----- EXCERPTED TEXT -----
Irrigation

by Haley Ruffner
8 February 2023 | [email protected] | 307.205.6628

 

An aerial view of farm country displays thousands of round fields, different hues of green and amber that dot the landscape. Some smaller fields, rectangular or irregularly shaped, crop up occasionally, but circular pivot-irrigated farmland dominate the West. Our ability to direct water to our crops has dictated farms’ locations, shapes, and growing schedules for centuries. The origins of irrigation date back 8,000 years, with the first signs of it seen in 6000 BC in Egypt and Mesopotamia. Famers in these river valleys carved canals and dams into the land to channel the water to their crops when the rivers flooded.  

Before the high-tech irrigation pivots we see today, there were devices such as the shaduf in ancient Egypt, a pole balanced on a crossbeam with a bucket on one end and a counterweight on the other. The farmer would dip the bucket into the river, then swing it around to dump it in the field. The qanat, invented in Persia but used across North Africa, Asia, and China, tapped into groundwater to channel it into a system of graded tunnels that would direct it into fields. This system cropped up around 800 BC, and iterations of it are still used today. 

As much of the western United States deals with drought conditions, farmers are placing more focus on maximizing yields with as little water as possible. While geography and general soil composition remain fairly consistent in any given field, variation in climate and weather patterns can alter the growing season significantly from year to year. Even in the middle of winter, farmers keep an eye on conditions like mountain snowpack to gauge where aquifer levels might be as growing season starts.
-----
— WRITTEN TASK A —
Summarize the irrigation article in two sentences.
----- INFORMATION GIVEN -----
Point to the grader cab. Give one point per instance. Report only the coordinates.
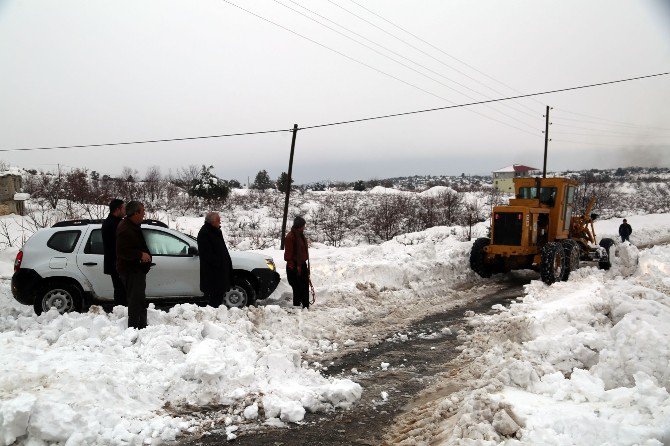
(540, 230)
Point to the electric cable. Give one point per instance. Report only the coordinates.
(351, 121)
(608, 122)
(560, 90)
(434, 47)
(373, 68)
(603, 131)
(407, 59)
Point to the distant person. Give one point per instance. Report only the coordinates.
(625, 231)
(296, 255)
(116, 212)
(133, 262)
(216, 267)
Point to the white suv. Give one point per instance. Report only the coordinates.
(62, 267)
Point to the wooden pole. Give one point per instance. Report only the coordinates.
(546, 145)
(288, 186)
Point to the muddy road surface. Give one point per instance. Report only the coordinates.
(391, 373)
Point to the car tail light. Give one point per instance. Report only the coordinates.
(17, 261)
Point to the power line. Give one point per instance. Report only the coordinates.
(405, 58)
(149, 141)
(509, 98)
(603, 132)
(403, 64)
(583, 143)
(351, 121)
(609, 123)
(434, 47)
(370, 66)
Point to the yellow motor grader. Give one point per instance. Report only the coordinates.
(538, 230)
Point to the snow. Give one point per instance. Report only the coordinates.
(21, 196)
(577, 363)
(581, 362)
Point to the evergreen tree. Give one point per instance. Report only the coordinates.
(282, 182)
(262, 181)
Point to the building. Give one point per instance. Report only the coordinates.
(503, 178)
(11, 197)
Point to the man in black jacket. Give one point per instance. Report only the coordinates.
(216, 267)
(625, 231)
(133, 262)
(116, 212)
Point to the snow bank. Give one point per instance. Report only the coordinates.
(578, 363)
(647, 229)
(86, 378)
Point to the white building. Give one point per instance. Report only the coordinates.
(502, 178)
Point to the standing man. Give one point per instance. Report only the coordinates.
(297, 256)
(133, 262)
(625, 231)
(216, 267)
(116, 212)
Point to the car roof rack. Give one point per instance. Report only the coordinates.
(82, 222)
(154, 223)
(86, 221)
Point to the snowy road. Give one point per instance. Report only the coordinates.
(392, 373)
(590, 351)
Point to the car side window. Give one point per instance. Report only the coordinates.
(64, 241)
(164, 244)
(94, 244)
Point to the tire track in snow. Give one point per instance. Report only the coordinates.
(414, 357)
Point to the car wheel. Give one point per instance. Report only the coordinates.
(61, 296)
(240, 295)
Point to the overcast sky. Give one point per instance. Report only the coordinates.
(91, 71)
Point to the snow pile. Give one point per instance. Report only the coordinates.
(86, 378)
(647, 229)
(580, 362)
(436, 191)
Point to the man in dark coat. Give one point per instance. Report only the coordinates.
(116, 212)
(296, 255)
(133, 262)
(216, 267)
(625, 231)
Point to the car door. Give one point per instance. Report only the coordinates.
(176, 272)
(90, 261)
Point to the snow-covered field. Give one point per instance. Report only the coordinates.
(581, 362)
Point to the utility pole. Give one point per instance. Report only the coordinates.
(546, 142)
(288, 186)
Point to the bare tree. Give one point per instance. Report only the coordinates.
(153, 185)
(338, 215)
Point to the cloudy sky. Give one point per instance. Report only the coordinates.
(76, 72)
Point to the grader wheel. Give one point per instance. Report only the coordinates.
(552, 264)
(572, 253)
(478, 258)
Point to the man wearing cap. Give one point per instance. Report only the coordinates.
(133, 262)
(297, 258)
(625, 231)
(216, 267)
(116, 212)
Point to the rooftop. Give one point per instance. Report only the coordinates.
(516, 168)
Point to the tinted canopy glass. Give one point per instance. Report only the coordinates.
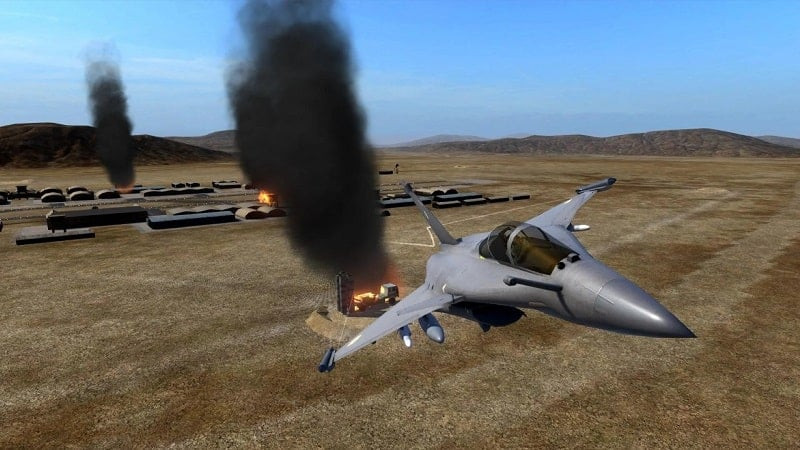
(524, 246)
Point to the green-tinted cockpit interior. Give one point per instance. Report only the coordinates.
(524, 246)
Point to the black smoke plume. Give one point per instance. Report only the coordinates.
(109, 108)
(300, 132)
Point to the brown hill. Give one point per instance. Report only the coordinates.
(222, 141)
(51, 144)
(780, 140)
(694, 142)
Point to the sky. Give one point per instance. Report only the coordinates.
(486, 68)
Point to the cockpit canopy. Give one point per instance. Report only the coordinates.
(524, 246)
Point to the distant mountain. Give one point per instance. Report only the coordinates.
(222, 141)
(439, 138)
(693, 142)
(780, 140)
(51, 144)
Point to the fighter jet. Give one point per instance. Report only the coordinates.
(538, 264)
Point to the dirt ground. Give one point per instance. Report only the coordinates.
(197, 337)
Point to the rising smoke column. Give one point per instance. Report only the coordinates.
(300, 132)
(109, 109)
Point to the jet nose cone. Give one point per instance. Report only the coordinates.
(625, 307)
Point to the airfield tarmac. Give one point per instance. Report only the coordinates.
(197, 337)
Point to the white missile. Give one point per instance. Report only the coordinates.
(405, 334)
(432, 328)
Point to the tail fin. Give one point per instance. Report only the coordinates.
(437, 227)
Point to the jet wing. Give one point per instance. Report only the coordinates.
(420, 302)
(561, 214)
(556, 220)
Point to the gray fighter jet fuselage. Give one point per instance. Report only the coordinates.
(538, 264)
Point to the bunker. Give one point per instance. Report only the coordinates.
(190, 220)
(53, 197)
(95, 217)
(107, 194)
(81, 195)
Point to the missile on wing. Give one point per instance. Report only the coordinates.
(431, 326)
(405, 334)
(327, 364)
(574, 228)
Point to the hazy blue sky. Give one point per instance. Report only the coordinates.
(488, 68)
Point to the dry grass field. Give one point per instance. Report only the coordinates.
(197, 337)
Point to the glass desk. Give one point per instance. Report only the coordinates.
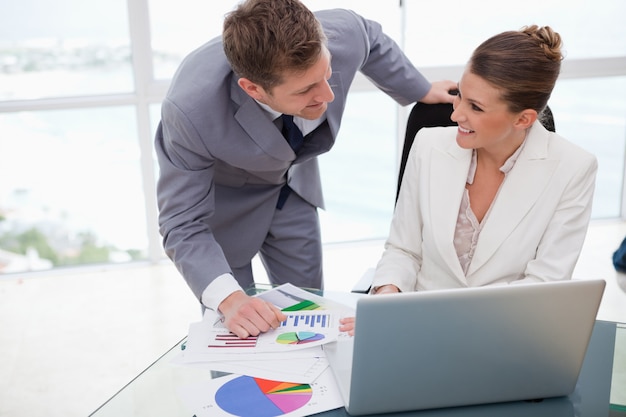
(153, 393)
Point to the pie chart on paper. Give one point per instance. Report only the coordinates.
(246, 396)
(298, 338)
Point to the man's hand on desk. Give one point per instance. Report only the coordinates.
(248, 316)
(347, 325)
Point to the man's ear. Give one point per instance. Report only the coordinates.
(252, 89)
(526, 119)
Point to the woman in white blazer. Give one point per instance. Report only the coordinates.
(498, 199)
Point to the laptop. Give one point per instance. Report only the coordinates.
(457, 347)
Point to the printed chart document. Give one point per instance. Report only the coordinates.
(283, 372)
(262, 397)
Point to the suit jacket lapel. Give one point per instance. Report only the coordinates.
(446, 184)
(259, 128)
(522, 187)
(254, 121)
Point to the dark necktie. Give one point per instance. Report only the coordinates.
(294, 137)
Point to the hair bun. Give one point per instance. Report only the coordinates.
(549, 40)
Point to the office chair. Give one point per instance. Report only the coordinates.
(429, 115)
(433, 115)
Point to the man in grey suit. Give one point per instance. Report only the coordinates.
(231, 185)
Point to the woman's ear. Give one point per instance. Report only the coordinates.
(526, 119)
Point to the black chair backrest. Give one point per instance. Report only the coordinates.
(433, 115)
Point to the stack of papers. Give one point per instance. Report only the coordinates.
(283, 372)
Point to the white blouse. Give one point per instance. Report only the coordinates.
(467, 225)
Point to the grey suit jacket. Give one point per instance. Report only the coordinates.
(223, 162)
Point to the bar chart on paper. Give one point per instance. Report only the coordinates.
(319, 320)
(298, 338)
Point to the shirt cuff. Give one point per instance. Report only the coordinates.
(217, 291)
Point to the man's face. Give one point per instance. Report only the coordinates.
(303, 94)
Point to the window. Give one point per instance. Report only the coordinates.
(81, 85)
(64, 48)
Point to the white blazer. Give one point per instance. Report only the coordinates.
(534, 232)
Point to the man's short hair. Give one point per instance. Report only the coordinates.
(265, 39)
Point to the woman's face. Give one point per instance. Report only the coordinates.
(483, 117)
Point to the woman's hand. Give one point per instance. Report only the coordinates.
(386, 289)
(347, 325)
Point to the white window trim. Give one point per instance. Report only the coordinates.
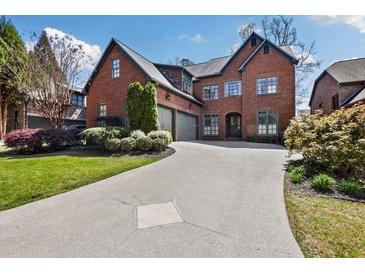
(210, 114)
(266, 85)
(226, 88)
(209, 86)
(277, 123)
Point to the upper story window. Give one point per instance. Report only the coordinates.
(101, 110)
(77, 100)
(232, 89)
(210, 92)
(266, 85)
(253, 42)
(267, 123)
(211, 124)
(115, 68)
(187, 83)
(335, 102)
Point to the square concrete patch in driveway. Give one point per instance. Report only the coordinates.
(157, 214)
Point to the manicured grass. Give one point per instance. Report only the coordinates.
(24, 179)
(327, 227)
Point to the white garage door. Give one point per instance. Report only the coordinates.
(165, 118)
(186, 127)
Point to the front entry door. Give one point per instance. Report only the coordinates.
(234, 125)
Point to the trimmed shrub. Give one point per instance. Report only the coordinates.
(142, 106)
(323, 182)
(158, 144)
(99, 135)
(137, 134)
(144, 143)
(354, 188)
(297, 174)
(113, 144)
(161, 134)
(332, 144)
(127, 144)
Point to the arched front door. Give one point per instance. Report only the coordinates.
(233, 123)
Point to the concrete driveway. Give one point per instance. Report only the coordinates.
(214, 199)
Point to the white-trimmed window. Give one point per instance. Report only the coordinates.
(187, 83)
(233, 89)
(266, 85)
(267, 123)
(211, 124)
(210, 92)
(115, 68)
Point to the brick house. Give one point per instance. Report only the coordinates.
(249, 93)
(342, 84)
(23, 116)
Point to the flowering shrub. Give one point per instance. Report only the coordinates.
(41, 140)
(144, 143)
(333, 143)
(163, 135)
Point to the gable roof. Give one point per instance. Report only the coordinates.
(145, 65)
(285, 50)
(212, 67)
(356, 98)
(345, 71)
(216, 66)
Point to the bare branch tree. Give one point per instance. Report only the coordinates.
(279, 30)
(55, 70)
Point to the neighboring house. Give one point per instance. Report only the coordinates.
(342, 84)
(249, 93)
(25, 116)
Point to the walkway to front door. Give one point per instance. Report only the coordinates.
(233, 122)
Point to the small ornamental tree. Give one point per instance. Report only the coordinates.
(142, 107)
(334, 143)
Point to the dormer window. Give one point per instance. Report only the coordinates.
(115, 68)
(253, 42)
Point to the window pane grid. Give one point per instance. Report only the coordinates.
(210, 92)
(267, 123)
(211, 124)
(266, 85)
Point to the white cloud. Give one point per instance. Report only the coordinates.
(91, 53)
(356, 21)
(183, 36)
(198, 38)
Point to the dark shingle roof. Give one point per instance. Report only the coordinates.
(213, 66)
(348, 70)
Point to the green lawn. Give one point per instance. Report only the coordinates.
(327, 227)
(24, 179)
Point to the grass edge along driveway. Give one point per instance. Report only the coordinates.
(24, 179)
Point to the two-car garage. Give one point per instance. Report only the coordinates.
(184, 127)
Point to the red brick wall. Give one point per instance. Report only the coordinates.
(113, 92)
(282, 102)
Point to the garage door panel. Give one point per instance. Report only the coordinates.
(186, 127)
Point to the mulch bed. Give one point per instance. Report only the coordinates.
(305, 188)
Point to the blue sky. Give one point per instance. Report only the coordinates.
(199, 38)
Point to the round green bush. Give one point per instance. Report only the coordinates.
(161, 134)
(353, 188)
(144, 143)
(113, 144)
(127, 144)
(323, 182)
(137, 134)
(158, 144)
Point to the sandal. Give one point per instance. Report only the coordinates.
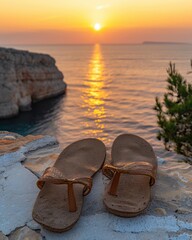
(132, 172)
(59, 203)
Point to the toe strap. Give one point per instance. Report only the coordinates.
(133, 168)
(55, 176)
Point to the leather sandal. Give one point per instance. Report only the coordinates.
(132, 172)
(63, 186)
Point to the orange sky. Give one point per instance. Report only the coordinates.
(122, 21)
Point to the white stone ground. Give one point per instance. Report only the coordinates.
(169, 216)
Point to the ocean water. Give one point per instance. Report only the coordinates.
(111, 90)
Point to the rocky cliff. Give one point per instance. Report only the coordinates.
(26, 77)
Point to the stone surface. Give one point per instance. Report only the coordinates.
(26, 77)
(18, 192)
(15, 150)
(3, 237)
(18, 189)
(169, 216)
(25, 233)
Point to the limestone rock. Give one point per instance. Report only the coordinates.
(3, 237)
(25, 233)
(160, 211)
(15, 149)
(26, 77)
(18, 192)
(18, 189)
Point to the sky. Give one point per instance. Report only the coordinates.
(73, 21)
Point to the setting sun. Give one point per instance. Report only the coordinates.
(97, 27)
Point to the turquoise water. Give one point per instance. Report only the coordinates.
(111, 90)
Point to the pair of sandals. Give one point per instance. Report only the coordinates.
(132, 172)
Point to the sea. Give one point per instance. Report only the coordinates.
(111, 90)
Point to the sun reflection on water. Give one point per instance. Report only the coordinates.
(94, 95)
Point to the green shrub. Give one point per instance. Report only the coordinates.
(174, 114)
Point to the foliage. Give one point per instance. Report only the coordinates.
(174, 114)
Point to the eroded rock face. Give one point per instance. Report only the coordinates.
(24, 159)
(26, 77)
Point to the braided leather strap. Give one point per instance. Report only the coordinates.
(133, 168)
(55, 176)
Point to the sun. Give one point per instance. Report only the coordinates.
(97, 26)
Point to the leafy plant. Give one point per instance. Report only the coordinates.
(174, 114)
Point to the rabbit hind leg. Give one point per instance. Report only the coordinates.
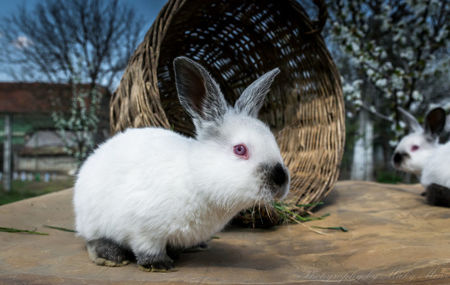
(107, 252)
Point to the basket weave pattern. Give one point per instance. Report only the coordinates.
(237, 41)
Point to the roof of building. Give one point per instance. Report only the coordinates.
(37, 97)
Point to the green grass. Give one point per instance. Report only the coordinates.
(27, 189)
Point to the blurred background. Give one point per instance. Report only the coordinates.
(60, 61)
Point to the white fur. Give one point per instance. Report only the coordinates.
(437, 167)
(417, 159)
(148, 188)
(431, 161)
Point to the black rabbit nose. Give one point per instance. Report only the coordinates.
(278, 174)
(398, 157)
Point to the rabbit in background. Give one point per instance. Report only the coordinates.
(149, 193)
(420, 153)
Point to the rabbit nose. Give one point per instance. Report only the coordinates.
(398, 157)
(278, 175)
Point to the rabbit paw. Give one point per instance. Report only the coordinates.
(108, 253)
(155, 263)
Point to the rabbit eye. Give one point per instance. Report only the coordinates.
(414, 147)
(241, 150)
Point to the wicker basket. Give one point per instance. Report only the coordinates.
(237, 41)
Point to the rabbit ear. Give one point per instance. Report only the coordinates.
(435, 122)
(253, 96)
(409, 119)
(199, 94)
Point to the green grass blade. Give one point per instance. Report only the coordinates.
(332, 228)
(309, 205)
(60, 229)
(14, 230)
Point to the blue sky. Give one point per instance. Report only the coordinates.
(149, 9)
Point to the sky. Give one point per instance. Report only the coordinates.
(149, 9)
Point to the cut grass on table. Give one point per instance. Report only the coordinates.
(27, 189)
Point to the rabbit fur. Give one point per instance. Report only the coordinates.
(147, 191)
(420, 152)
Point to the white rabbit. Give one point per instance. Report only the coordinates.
(421, 154)
(148, 191)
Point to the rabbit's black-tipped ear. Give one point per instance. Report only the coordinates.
(253, 96)
(435, 122)
(409, 119)
(199, 94)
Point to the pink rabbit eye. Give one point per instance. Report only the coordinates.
(241, 150)
(414, 147)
-----
— WRITTEN TASK B —
Return every line of the entries above that contains the string "house", treating uppercase and lowercase letters as distinct.

— WRITTEN ANSWER A —
Irrigation began about 8,000 years ago in Egypt and Mesopotamia, where farmers carved canals and dams to channel floodwater to their crops, and later devices such as the Egyptian shaduf and the Persian qanat, versions of which are still used today, moved water from rivers and groundwater into fields. Today, as much of the western United States faces drought, farmers are focusing on maximizing yields with as little water as possible and watch conditions such as mountain snowpack, even in winter, to gauge aquifer levels before the growing season.

— WRITTEN ANSWER B —
Point to the brick house. Give one point per instance. Report only the coordinates.
Point to the neighboring house. Give one point per instance. Report only the coordinates.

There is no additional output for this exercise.